#### TEXTE DE LA PAGE
(L'indépendant(bf) 22/02/2010)
Fin janvier 2010, le Ministre de l’Administration territoriale et de la décentralisation se livre à un exercice sur les reformes du code électoral. Une séance d’explication des reformes. Une question pour le moins inattendue. Mais déjà à l’avance, le ministre, dans sa réponse, a permis de comprendre jusqu’où le gouvernement est prêt à aller dans ses reformes. Parlons une fois encore des candidatures indépendantes au Burkina Faso comme on en a l’habitude ces derniers temps dans les colonnes de l’Indépendant.
Liberté pour liberté : il est difficile de comprendre pourquoi le gouvernement prend le large sur la question des candidatures indépendantes. Il est vrai que la question ne figurait pas dans la fameuse proposition de loi adressée au gouvernement par le parlement, mais tout de même, les autorités ont depuis sonné l’heure des reformes politiques.

#### LIGNES DE DONNÉES
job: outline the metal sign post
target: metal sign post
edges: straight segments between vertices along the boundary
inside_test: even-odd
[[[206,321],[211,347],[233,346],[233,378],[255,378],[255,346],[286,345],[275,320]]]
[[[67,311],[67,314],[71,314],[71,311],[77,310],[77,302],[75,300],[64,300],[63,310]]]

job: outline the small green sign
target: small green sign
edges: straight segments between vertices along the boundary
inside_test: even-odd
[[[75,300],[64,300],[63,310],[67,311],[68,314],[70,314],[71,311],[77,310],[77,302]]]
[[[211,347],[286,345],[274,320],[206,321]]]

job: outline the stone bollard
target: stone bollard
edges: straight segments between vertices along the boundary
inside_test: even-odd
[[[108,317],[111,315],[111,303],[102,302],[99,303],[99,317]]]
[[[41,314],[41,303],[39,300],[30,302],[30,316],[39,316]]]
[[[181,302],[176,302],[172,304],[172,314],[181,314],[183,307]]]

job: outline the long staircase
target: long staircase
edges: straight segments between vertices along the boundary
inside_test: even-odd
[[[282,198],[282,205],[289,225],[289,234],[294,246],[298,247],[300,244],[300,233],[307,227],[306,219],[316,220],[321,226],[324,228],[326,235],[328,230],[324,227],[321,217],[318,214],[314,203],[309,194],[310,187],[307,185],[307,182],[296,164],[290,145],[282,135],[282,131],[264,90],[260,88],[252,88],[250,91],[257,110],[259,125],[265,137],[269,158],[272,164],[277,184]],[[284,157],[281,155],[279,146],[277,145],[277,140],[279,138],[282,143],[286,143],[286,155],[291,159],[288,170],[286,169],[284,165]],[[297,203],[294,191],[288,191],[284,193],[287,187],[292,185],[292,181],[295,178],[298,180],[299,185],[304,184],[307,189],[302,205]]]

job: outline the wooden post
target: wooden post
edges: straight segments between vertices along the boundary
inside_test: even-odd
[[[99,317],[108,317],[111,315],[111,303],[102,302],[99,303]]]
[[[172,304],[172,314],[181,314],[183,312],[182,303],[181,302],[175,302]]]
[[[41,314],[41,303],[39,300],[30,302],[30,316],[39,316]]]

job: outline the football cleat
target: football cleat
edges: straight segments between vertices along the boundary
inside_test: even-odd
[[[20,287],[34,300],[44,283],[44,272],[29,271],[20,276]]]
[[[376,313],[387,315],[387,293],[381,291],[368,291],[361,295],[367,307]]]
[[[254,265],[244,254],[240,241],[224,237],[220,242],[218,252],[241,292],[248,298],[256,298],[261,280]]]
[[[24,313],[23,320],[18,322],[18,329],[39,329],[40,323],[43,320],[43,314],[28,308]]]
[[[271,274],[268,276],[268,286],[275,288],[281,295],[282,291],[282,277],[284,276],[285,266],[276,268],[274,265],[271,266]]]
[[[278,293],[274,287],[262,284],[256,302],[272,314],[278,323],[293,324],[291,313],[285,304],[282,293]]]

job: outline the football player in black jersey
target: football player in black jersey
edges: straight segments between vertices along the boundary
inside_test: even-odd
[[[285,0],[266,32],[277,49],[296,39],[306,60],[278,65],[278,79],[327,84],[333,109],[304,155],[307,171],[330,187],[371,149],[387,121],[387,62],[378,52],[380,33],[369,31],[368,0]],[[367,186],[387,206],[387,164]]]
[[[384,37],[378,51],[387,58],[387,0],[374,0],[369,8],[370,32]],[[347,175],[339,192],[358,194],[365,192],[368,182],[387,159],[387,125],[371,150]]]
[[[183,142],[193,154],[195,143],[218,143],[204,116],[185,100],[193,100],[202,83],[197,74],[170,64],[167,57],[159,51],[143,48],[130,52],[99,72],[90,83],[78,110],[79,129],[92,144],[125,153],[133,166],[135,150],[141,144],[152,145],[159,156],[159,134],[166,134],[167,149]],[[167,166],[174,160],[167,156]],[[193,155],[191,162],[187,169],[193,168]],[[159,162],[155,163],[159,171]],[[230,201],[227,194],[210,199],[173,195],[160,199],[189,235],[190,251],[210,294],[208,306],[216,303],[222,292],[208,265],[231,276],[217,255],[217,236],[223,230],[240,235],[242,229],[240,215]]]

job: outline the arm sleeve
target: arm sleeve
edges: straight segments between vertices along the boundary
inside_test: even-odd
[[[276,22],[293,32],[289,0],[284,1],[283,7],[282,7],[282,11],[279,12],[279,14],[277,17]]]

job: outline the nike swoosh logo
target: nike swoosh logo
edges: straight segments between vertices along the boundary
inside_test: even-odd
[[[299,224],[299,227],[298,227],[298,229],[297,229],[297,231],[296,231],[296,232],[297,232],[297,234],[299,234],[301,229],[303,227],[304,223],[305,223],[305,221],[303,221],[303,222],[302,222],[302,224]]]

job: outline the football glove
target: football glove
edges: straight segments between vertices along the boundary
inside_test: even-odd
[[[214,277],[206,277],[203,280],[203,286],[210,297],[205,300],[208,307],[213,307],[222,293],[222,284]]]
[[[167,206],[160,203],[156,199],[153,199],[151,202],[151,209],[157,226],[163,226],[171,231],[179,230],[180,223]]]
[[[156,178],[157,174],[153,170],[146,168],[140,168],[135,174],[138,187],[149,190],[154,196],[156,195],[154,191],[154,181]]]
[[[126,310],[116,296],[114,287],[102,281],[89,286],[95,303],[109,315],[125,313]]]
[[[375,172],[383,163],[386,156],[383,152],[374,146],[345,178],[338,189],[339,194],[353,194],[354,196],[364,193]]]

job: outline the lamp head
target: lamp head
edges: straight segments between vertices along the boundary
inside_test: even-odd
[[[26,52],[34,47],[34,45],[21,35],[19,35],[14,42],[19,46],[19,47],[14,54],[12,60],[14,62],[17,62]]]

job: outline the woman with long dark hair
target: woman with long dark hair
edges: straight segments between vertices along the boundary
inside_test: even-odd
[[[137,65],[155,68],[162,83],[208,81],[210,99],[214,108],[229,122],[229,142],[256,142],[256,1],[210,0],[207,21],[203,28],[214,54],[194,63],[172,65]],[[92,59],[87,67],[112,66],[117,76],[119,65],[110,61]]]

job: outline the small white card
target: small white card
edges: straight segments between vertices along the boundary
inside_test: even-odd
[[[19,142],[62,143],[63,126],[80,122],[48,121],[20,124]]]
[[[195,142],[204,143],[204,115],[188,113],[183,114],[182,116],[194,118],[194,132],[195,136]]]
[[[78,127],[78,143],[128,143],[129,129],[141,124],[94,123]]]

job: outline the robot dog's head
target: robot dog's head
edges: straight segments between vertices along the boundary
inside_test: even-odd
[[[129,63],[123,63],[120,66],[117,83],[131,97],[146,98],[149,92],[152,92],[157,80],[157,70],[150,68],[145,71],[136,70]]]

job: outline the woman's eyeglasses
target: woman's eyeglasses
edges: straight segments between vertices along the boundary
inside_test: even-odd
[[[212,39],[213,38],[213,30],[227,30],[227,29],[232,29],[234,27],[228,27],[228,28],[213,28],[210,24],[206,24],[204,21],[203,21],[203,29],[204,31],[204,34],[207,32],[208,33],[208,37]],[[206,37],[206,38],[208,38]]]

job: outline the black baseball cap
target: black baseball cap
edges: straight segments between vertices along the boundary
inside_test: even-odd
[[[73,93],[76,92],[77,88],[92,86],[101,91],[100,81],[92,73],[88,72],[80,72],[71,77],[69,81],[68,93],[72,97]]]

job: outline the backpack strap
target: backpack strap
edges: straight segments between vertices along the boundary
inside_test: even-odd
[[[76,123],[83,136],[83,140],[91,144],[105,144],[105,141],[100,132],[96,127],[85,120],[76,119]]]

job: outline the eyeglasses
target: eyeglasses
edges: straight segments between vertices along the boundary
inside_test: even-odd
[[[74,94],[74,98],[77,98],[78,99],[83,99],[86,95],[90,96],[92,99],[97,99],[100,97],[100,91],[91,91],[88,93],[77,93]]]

#### CONSIGNE
Reproduisez à l'identique l'intégralité de l'article sur les candidatures indépendantes au Burkina Faso.

#### RÉPONSE ATTENDUE
(L'indépendant(bf) 22/02/2010)
Fin janvier 2010, le Ministre de l’Administration territoriale et de la décentralisation se livre à un exercice sur les reformes du code électoral. Une séance d’explication des reformes. Une question pour le moins inattendue. Mais déjà à l’avance, le ministre, dans sa réponse, a permis de comprendre jusqu’où le gouvernement est prêt à aller dans ses reformes. Parlons une fois encore des candidatures indépendantes au Burkina Faso comme on en a l’habitude ces derniers temps dans les colonnes de l’Indépendant.
Liberté pour liberté : il est difficile de comprendre pourquoi le gouvernement prend le large sur la question des candidatures indépendantes. Il est vrai que la question ne figurait pas dans la fameuse proposition de loi adressée au gouvernement par le parlement, mais tout de même, les autorités ont depuis sonné l’heure des reformes politiques.